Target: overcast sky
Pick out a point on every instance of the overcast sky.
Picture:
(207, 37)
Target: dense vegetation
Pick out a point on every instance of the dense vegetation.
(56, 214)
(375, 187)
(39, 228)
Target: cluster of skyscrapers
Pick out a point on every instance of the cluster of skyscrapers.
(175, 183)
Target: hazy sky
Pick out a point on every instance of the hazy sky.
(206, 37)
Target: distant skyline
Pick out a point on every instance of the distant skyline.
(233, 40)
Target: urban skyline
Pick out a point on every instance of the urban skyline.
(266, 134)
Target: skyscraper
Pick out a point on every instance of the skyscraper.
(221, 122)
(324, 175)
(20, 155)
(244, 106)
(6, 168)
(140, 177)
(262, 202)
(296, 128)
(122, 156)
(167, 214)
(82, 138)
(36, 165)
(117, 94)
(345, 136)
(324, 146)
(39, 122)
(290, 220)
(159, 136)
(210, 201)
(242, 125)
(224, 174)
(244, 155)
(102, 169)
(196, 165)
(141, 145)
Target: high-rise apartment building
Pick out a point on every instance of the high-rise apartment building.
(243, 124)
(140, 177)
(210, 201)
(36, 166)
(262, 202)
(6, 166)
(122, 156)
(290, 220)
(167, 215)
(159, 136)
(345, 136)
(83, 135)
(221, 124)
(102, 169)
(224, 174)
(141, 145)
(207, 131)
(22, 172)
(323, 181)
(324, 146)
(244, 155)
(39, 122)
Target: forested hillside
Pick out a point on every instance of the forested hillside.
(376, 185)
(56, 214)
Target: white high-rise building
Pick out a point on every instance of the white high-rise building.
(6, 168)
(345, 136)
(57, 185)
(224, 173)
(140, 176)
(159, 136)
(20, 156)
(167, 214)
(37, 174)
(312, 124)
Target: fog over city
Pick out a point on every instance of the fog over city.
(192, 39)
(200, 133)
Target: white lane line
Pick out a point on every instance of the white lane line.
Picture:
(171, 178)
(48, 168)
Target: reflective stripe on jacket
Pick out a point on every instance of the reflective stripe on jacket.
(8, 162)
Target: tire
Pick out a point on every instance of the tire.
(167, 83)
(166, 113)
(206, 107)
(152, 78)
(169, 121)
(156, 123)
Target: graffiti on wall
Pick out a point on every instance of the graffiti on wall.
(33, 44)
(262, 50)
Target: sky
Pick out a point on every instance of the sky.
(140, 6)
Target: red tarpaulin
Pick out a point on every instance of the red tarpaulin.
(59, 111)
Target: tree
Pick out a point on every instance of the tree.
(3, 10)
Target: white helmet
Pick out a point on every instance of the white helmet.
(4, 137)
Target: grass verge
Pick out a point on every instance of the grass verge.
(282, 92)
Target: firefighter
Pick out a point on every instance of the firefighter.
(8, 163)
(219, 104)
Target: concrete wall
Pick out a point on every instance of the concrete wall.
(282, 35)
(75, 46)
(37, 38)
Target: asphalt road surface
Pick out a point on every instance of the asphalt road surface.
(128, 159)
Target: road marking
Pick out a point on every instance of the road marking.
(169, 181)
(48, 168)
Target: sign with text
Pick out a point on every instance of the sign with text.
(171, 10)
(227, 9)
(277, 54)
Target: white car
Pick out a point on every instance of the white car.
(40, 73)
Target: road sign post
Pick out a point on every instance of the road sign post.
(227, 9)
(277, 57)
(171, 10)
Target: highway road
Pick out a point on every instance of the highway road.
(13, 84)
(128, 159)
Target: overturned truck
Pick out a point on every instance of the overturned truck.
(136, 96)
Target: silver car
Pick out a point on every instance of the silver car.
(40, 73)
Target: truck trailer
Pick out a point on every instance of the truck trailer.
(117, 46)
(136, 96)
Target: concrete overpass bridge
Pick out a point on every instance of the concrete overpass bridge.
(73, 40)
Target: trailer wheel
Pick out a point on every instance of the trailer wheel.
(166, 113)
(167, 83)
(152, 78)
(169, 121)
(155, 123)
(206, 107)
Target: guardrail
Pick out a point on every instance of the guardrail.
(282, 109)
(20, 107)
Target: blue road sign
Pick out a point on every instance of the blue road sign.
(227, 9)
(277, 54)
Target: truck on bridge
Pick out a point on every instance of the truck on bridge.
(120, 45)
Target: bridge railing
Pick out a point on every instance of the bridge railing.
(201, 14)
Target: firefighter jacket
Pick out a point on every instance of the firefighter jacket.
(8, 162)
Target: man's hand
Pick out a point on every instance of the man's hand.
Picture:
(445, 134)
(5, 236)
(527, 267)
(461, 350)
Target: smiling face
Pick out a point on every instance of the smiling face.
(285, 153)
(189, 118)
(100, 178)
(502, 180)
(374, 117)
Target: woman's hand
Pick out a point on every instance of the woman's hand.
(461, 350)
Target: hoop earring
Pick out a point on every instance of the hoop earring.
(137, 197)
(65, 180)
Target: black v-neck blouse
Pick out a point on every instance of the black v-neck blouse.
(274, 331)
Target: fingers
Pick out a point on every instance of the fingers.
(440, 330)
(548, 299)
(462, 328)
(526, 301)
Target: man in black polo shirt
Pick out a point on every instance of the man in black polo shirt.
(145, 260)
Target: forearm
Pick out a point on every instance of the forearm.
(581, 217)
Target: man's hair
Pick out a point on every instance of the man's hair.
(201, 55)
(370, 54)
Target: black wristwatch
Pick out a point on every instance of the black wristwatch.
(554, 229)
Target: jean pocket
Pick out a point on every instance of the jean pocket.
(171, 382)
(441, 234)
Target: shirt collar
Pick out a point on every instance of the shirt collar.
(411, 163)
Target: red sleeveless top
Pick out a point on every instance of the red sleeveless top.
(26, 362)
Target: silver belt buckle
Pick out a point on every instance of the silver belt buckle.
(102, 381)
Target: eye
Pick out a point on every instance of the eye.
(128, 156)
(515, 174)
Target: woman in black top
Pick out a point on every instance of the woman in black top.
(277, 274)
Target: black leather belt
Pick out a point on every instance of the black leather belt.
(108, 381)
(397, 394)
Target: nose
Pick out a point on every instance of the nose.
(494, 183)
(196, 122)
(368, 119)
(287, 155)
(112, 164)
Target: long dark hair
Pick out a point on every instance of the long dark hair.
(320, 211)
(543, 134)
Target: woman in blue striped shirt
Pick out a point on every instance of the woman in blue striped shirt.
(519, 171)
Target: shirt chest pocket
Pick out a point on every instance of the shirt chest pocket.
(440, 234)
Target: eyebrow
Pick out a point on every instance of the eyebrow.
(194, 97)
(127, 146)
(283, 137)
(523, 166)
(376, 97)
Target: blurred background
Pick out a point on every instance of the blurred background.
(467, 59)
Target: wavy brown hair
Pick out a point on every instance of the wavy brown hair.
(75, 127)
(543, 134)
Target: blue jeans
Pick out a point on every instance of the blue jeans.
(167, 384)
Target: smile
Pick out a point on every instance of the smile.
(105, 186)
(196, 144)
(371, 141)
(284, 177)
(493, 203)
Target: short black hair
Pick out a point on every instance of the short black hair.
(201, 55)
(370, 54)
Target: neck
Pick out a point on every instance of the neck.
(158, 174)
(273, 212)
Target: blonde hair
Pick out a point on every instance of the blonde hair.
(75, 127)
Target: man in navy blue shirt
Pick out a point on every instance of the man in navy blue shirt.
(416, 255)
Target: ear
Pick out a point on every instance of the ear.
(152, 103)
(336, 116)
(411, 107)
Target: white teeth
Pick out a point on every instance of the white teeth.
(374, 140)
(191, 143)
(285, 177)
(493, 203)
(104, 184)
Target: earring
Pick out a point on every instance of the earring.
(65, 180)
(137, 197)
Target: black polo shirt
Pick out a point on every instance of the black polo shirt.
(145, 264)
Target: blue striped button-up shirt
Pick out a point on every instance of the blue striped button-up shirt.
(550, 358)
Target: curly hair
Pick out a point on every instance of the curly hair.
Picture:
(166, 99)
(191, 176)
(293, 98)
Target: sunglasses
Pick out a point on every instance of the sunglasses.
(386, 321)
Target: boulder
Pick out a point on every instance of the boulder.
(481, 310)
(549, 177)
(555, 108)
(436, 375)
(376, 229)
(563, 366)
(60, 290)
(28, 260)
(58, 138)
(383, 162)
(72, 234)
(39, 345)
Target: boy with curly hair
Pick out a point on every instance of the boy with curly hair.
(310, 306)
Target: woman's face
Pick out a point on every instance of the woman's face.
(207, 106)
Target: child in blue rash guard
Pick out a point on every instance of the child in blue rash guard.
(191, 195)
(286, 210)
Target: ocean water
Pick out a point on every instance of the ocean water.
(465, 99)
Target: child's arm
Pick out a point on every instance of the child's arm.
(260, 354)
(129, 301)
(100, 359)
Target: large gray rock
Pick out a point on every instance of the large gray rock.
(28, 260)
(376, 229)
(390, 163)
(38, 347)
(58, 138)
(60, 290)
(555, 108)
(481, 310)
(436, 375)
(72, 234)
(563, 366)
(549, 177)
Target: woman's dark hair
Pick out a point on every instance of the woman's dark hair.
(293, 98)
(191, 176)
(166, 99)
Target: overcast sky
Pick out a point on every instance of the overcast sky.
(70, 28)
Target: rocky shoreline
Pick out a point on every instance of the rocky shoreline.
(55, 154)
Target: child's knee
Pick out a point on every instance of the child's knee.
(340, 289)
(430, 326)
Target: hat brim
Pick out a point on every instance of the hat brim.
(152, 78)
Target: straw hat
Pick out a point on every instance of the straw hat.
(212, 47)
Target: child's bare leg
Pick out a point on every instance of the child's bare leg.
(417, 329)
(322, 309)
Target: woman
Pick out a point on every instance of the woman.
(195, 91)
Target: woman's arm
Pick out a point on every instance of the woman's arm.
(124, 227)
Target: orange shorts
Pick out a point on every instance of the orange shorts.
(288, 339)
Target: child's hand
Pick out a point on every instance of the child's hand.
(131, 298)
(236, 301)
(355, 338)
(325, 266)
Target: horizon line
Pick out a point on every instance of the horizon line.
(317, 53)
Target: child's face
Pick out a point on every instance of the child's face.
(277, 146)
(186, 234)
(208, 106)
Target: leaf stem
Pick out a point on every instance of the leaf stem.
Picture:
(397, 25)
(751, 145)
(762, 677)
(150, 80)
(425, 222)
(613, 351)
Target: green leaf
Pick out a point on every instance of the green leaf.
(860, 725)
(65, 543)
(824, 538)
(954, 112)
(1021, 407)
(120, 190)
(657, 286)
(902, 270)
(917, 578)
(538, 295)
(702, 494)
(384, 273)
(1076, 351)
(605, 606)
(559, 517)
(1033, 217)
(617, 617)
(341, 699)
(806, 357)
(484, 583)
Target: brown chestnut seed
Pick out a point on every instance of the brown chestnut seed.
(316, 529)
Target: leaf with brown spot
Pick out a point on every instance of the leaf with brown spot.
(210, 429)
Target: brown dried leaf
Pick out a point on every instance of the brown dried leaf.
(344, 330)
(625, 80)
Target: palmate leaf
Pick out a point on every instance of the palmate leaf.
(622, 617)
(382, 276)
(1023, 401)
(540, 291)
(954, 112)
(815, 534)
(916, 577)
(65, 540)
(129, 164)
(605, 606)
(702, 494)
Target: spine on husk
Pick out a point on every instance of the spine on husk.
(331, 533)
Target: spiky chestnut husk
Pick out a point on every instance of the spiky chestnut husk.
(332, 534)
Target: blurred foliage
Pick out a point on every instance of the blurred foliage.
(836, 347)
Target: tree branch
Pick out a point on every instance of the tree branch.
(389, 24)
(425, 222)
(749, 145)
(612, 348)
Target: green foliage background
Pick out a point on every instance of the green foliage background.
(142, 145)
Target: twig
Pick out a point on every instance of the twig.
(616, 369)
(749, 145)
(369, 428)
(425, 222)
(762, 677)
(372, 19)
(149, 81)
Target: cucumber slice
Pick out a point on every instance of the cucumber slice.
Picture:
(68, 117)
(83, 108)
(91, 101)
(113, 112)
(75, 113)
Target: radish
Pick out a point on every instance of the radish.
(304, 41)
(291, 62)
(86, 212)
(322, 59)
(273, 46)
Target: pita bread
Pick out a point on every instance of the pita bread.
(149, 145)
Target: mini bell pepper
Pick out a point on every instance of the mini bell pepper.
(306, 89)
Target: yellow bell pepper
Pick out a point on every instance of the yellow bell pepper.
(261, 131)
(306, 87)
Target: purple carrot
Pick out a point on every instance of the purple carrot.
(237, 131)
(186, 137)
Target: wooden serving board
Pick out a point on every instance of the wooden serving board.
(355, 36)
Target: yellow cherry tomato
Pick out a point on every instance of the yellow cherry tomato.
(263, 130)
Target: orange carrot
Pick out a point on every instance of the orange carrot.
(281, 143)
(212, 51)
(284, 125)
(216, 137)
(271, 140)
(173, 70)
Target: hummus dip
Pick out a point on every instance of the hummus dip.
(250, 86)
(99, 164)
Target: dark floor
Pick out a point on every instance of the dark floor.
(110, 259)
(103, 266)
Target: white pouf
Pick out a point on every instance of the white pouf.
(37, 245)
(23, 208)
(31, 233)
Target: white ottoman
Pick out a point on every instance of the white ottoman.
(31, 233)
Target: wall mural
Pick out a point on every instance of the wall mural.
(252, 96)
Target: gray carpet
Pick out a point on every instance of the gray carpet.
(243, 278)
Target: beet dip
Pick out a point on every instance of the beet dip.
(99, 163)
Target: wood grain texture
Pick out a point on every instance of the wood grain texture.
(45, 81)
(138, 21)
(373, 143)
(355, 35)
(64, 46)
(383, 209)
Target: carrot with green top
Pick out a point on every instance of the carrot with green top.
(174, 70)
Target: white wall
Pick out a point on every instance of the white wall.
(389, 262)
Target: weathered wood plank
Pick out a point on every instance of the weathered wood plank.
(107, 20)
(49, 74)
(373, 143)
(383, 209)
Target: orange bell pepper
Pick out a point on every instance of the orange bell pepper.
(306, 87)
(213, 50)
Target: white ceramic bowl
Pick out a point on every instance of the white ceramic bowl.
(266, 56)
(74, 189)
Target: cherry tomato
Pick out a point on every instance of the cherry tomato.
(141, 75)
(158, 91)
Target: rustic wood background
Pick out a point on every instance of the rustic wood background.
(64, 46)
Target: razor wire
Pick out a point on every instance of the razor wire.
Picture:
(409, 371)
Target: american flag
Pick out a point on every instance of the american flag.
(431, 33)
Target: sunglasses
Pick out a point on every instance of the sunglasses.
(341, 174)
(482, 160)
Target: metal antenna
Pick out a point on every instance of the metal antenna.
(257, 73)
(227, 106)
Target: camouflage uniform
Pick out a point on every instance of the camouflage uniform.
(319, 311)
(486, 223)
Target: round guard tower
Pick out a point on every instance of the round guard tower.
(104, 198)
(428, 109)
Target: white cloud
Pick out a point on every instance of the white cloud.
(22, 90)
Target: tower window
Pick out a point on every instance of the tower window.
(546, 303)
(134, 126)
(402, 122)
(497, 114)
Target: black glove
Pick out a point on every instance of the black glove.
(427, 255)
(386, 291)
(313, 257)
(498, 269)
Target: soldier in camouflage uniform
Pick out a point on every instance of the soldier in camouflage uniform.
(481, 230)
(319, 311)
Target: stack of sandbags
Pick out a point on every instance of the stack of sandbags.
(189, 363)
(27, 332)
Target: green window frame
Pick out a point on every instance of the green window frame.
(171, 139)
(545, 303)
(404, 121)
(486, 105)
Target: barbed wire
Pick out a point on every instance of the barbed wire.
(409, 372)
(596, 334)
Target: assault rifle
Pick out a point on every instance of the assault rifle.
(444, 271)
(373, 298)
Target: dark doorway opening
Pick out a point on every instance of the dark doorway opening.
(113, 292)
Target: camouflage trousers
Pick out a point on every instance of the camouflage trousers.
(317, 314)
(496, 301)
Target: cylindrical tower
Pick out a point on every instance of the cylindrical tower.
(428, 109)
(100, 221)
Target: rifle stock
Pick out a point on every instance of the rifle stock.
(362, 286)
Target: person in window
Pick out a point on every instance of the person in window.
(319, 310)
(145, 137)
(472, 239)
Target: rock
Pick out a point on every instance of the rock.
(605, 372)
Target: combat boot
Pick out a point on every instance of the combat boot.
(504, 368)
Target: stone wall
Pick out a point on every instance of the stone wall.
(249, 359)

——

* _EXERCISE_:
Could you put the material from the line containing "Target: dark doorway opening" through the end of the material, inclusive, into a Markdown table with columns Row and Line, leaving out blank lines?

* _SOLUTION TO THE EXERCISE_:
| Row | Line |
|---|---|
| 1 | Target: dark doorway opening |
| 2 | Pick out a point on every instance of the dark doorway opening. |
| 3 | (113, 292) |
| 4 | Target: camouflage trousers |
| 5 | Pick out a point on every instance of the camouflage trousers. |
| 6 | (317, 314) |
| 7 | (496, 301) |
| 8 | Target: cylindrical tower |
| 9 | Pick out a point on every instance of the cylindrical tower. |
| 10 | (428, 109) |
| 11 | (100, 221) |
| 12 | Target: rifle stock |
| 13 | Pick out a point on every instance of the rifle stock. |
| 14 | (362, 286) |
| 15 | Target: person in window |
| 16 | Pick out a point on every instance of the person in window. |
| 17 | (319, 310) |
| 18 | (145, 137) |
| 19 | (472, 239) |
| 20 | Target: rock |
| 21 | Pick out a point on every instance of the rock. |
| 22 | (605, 372) |
| 23 | Target: combat boot |
| 24 | Pick out a point on every instance of the combat boot. |
| 25 | (504, 368) |
| 26 | Target: stone wall |
| 27 | Pick out a point on every instance of the stone wall. |
| 28 | (249, 359) |